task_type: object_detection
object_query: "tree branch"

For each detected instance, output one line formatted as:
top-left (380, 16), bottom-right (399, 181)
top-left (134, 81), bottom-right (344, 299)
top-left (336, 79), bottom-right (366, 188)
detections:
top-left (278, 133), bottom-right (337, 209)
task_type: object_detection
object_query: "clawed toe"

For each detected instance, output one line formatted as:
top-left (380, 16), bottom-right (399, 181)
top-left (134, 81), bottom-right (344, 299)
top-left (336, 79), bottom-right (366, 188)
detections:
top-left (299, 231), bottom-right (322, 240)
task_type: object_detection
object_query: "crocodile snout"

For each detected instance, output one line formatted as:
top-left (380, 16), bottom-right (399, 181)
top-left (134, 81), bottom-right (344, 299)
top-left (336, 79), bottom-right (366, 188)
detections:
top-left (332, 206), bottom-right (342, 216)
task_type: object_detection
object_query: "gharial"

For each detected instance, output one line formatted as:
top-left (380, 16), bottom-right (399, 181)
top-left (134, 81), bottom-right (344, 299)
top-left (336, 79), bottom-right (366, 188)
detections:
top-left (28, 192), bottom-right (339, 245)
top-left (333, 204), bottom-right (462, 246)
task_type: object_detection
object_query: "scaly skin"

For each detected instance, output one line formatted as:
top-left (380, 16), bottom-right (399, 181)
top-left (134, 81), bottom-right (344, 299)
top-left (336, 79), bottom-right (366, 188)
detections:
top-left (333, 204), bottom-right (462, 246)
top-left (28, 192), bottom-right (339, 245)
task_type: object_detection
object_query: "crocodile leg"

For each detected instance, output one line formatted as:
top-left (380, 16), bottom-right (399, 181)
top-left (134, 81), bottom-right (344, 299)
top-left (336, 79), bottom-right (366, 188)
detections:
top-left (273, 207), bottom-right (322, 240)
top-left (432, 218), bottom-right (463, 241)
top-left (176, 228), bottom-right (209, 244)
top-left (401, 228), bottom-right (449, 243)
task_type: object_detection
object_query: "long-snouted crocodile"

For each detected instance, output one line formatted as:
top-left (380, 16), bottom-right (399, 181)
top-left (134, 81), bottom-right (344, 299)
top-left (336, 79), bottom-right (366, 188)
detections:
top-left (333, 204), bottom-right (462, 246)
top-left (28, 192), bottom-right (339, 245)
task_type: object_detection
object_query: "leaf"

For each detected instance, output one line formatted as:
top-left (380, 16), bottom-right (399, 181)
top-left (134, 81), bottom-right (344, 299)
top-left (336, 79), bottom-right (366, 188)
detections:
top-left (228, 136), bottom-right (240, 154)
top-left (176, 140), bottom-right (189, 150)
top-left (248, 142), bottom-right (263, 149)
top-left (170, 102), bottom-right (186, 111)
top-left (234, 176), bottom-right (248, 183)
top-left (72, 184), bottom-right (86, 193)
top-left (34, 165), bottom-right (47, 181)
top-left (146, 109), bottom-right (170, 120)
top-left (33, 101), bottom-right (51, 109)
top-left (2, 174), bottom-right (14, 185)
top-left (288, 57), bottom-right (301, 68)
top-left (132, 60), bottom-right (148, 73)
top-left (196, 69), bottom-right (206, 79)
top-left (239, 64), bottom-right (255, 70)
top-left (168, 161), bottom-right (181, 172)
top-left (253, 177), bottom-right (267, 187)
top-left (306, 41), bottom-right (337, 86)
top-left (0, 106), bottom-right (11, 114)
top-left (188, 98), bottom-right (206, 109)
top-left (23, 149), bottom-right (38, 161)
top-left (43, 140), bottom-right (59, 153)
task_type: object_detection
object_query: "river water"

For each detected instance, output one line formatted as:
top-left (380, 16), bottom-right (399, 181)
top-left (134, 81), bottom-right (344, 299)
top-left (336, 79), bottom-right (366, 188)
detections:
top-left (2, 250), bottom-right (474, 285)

::::::::

Could you copy out the entries word for word, from their first line through the line containing "top-left (278, 133), bottom-right (337, 209)", with that line included?

▶ _REPLY TO THE TASK_:
task_type: object_detection
object_query: "tree branch"

For each detected instance, output one line formatted as:
top-left (380, 16), bottom-right (399, 181)
top-left (134, 81), bottom-right (344, 299)
top-left (336, 79), bottom-right (366, 188)
detections:
top-left (278, 133), bottom-right (337, 209)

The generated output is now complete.